§ Assignment: Set down every record below exactly as it appears, but without the pictures.

§ Input records:
^^^^^^^^^^^^^^^^
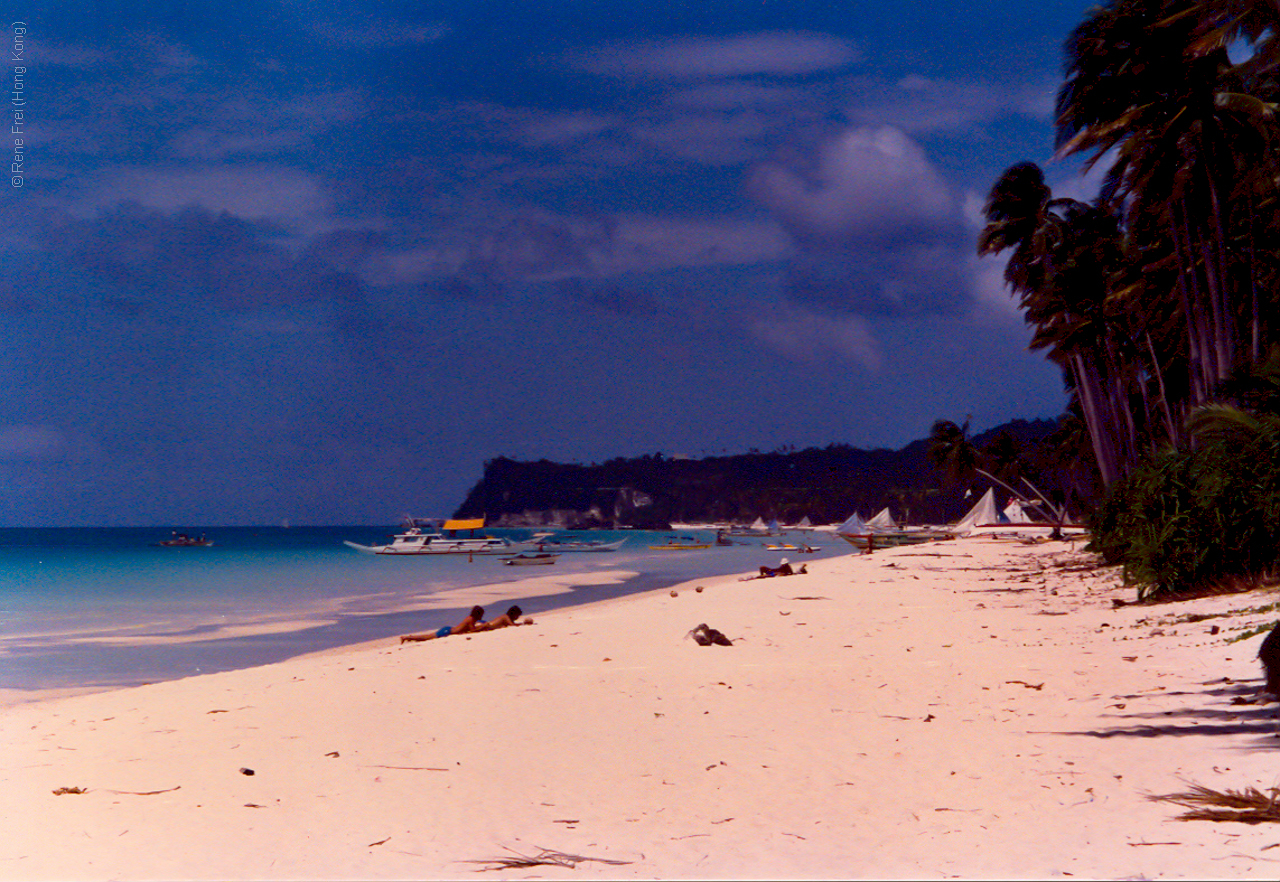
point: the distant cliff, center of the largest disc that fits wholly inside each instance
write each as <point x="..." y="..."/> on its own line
<point x="653" y="492"/>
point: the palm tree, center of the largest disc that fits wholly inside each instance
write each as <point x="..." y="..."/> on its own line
<point x="952" y="452"/>
<point x="1151" y="86"/>
<point x="1064" y="255"/>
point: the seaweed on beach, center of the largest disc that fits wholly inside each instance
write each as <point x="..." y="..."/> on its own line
<point x="1248" y="805"/>
<point x="544" y="858"/>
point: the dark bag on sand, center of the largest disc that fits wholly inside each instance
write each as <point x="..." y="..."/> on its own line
<point x="705" y="636"/>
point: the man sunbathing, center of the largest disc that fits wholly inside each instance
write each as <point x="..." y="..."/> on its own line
<point x="470" y="624"/>
<point x="784" y="569"/>
<point x="506" y="620"/>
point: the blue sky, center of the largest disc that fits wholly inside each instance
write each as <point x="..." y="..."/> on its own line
<point x="320" y="261"/>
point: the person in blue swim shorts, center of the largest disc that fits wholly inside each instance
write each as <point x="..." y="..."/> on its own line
<point x="465" y="626"/>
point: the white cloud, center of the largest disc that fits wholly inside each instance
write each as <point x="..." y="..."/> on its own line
<point x="865" y="182"/>
<point x="255" y="193"/>
<point x="919" y="104"/>
<point x="705" y="58"/>
<point x="378" y="33"/>
<point x="545" y="247"/>
<point x="809" y="337"/>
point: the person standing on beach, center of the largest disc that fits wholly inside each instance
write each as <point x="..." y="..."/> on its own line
<point x="466" y="625"/>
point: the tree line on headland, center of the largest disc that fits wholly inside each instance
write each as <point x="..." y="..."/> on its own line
<point x="824" y="485"/>
<point x="1160" y="297"/>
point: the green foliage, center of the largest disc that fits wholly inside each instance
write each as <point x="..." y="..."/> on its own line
<point x="1188" y="521"/>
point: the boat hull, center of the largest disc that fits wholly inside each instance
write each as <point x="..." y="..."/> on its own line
<point x="530" y="560"/>
<point x="437" y="548"/>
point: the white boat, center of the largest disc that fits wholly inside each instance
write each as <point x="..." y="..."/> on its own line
<point x="545" y="542"/>
<point x="415" y="540"/>
<point x="530" y="560"/>
<point x="183" y="540"/>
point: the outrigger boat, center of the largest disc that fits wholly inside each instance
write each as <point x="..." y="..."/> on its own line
<point x="544" y="542"/>
<point x="434" y="540"/>
<point x="529" y="560"/>
<point x="183" y="540"/>
<point x="685" y="544"/>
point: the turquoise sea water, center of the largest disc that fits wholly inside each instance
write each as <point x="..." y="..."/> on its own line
<point x="106" y="607"/>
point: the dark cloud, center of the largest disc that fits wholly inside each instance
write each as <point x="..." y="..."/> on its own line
<point x="204" y="256"/>
<point x="878" y="229"/>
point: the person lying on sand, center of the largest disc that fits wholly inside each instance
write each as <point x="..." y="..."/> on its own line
<point x="506" y="620"/>
<point x="784" y="569"/>
<point x="470" y="624"/>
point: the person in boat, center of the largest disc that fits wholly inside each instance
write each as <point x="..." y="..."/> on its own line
<point x="507" y="620"/>
<point x="472" y="622"/>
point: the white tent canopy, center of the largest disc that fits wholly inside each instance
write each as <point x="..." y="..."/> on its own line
<point x="1016" y="512"/>
<point x="983" y="512"/>
<point x="854" y="526"/>
<point x="882" y="521"/>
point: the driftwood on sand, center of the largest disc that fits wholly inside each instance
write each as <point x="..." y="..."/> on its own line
<point x="544" y="858"/>
<point x="1248" y="805"/>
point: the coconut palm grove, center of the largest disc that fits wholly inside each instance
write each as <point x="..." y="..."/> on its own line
<point x="1159" y="298"/>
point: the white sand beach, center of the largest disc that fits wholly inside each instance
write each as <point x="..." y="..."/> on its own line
<point x="974" y="708"/>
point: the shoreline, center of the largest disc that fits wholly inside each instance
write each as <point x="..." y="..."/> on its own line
<point x="976" y="709"/>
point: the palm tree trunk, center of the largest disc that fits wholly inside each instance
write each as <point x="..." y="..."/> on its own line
<point x="1093" y="419"/>
<point x="1174" y="435"/>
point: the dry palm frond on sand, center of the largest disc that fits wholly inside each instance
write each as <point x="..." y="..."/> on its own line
<point x="1248" y="805"/>
<point x="544" y="858"/>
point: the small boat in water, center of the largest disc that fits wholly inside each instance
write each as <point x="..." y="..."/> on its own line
<point x="545" y="542"/>
<point x="183" y="540"/>
<point x="434" y="539"/>
<point x="684" y="544"/>
<point x="530" y="560"/>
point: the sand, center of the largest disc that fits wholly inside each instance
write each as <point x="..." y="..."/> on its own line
<point x="974" y="708"/>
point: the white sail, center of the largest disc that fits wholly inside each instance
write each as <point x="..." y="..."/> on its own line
<point x="1016" y="512"/>
<point x="882" y="521"/>
<point x="983" y="512"/>
<point x="854" y="526"/>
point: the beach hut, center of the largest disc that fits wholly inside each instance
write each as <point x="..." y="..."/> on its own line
<point x="882" y="521"/>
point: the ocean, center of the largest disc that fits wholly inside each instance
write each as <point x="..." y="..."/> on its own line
<point x="106" y="607"/>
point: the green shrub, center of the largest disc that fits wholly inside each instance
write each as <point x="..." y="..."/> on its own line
^^^^^^^^^^^^^^^^
§ Task answer:
point: the distant cliff, center of the largest disc that fits wholly inside each instance
write each as <point x="..." y="..."/> on its own line
<point x="653" y="492"/>
point: the palm tree, center of the largest disc that fits wholly inside each instance
write each as <point x="..." y="..."/> on its own line
<point x="952" y="452"/>
<point x="1151" y="86"/>
<point x="1064" y="255"/>
point: the seaweed on beach, center of the largest disc that fits wholly inside each instance
write each as <point x="..." y="..."/> on its own line
<point x="1248" y="805"/>
<point x="544" y="858"/>
point: the dark bag on sand, center of the largest disc that fits wholly inside each instance
write each as <point x="..." y="..."/> on its own line
<point x="705" y="636"/>
point: the man sunbathing, center of the largest disc that fits wholly inside each instance
write each as <point x="..." y="..."/> on its own line
<point x="470" y="624"/>
<point x="784" y="569"/>
<point x="506" y="620"/>
point: the blue sky, center of the largest disc that fits wholly inside each instance
write each as <point x="..." y="..."/> on its own line
<point x="320" y="261"/>
point: the person in blue swim shorts, center of the largest disc that fits wholly inside each instance
write each as <point x="..." y="..."/> on its own line
<point x="465" y="626"/>
point: the white cloud, center of the largest disc that fits wholly inside each instance
write each as <point x="..." y="..."/> on its own line
<point x="865" y="182"/>
<point x="255" y="193"/>
<point x="919" y="104"/>
<point x="705" y="58"/>
<point x="378" y="33"/>
<point x="545" y="247"/>
<point x="809" y="337"/>
point: the person standing on beach, center of the largest disc that fits wholly inside each instance
write each as <point x="..." y="..."/> on its own line
<point x="466" y="625"/>
point: the tree line on headland, center of the largest disc that fits wholly inside each instance
write each as <point x="..." y="..."/> on its own line
<point x="824" y="485"/>
<point x="1160" y="297"/>
point: the green foliage, center of the largest disc that fits wholly inside each instance
write each as <point x="..." y="..."/> on its own line
<point x="1188" y="521"/>
point: the boat hull, center of the largest disc that fits wholly inside each instance
write each as <point x="..." y="..."/> on its own line
<point x="530" y="560"/>
<point x="437" y="548"/>
point: the white boat, center of the largest disc that fits wholly inside each instance
write each as <point x="..." y="..."/> on its own line
<point x="545" y="542"/>
<point x="415" y="540"/>
<point x="530" y="560"/>
<point x="183" y="540"/>
point: the outrigger boat, center of the largest disc that fits wholly inside each instance
write each as <point x="..." y="..."/> on its own line
<point x="544" y="542"/>
<point x="434" y="540"/>
<point x="529" y="560"/>
<point x="183" y="540"/>
<point x="685" y="544"/>
point: the turquoise sea water, center of the largest disc that fits wholly inside each instance
write each as <point x="..." y="..."/> on its own line
<point x="106" y="607"/>
point: the dark cloud, center of the largest disc that fits wholly inside each instance
write each as <point x="..." y="..."/> on its own line
<point x="204" y="256"/>
<point x="878" y="229"/>
point: the person lying on sand, center of the largest disc that fits wholly inside each instance
write each as <point x="..." y="..."/> on its own line
<point x="506" y="620"/>
<point x="784" y="569"/>
<point x="470" y="624"/>
point: the person in boat, center of the largest disc that fits wholly inside each instance
write each as <point x="..." y="..."/> on its own line
<point x="507" y="620"/>
<point x="472" y="622"/>
point: the white tent canopy, center of the largest disc that fits wholly inside each instance
write each as <point x="..." y="..."/> on its own line
<point x="1016" y="512"/>
<point x="983" y="512"/>
<point x="854" y="526"/>
<point x="882" y="521"/>
point: the driftwood on sand, center of the largest disc that fits wholly inside each instance
write each as <point x="..." y="..."/> on its own line
<point x="544" y="858"/>
<point x="1248" y="805"/>
point: the coconut palm grove, center of the largest disc that fits wholly inside each instance
write each as <point x="..." y="..."/> on its own line
<point x="1159" y="298"/>
point: the white sand beach, center of the largest disc that fits wholly inside each instance
write each as <point x="..." y="..."/> on its own line
<point x="974" y="708"/>
point: the shoreline, center of the largest disc that fits wholly inside each instance
write each as <point x="..." y="..."/> on its own line
<point x="976" y="709"/>
point: the palm tree trunk, center of the largest disc that fits wholly inside each instance
write each as <point x="..." y="..."/> on its own line
<point x="1093" y="419"/>
<point x="1174" y="435"/>
point: the dry palm frond on sand, center of the largest disc that fits wholly inside each instance
write each as <point x="..." y="..."/> on its own line
<point x="1248" y="805"/>
<point x="544" y="858"/>
point: the small boat in water, center of the largest disc that fits wholly inside each instance
write each as <point x="..." y="..."/> on its own line
<point x="545" y="542"/>
<point x="183" y="540"/>
<point x="434" y="539"/>
<point x="684" y="544"/>
<point x="530" y="560"/>
point: the sand, center of the largest disc that fits wholly inside each instance
write each as <point x="..." y="..."/> on its own line
<point x="974" y="708"/>
point: the white sail, center of the largest disc that fits wholly inside each instance
write each as <point x="..." y="..."/> on its own line
<point x="1016" y="512"/>
<point x="882" y="521"/>
<point x="983" y="512"/>
<point x="854" y="526"/>
point: the beach hut, center of the largest disc that fits wholly inside each instance
write each as <point x="..." y="..."/> on its own line
<point x="882" y="521"/>
point: the ocean, center of the largest disc that fits wholly inside each instance
write each as <point x="..." y="..."/> on its own line
<point x="106" y="607"/>
point: the green shrub, center of the largest disc that fits wholly inside each instance
write each as <point x="..." y="..."/> on its own line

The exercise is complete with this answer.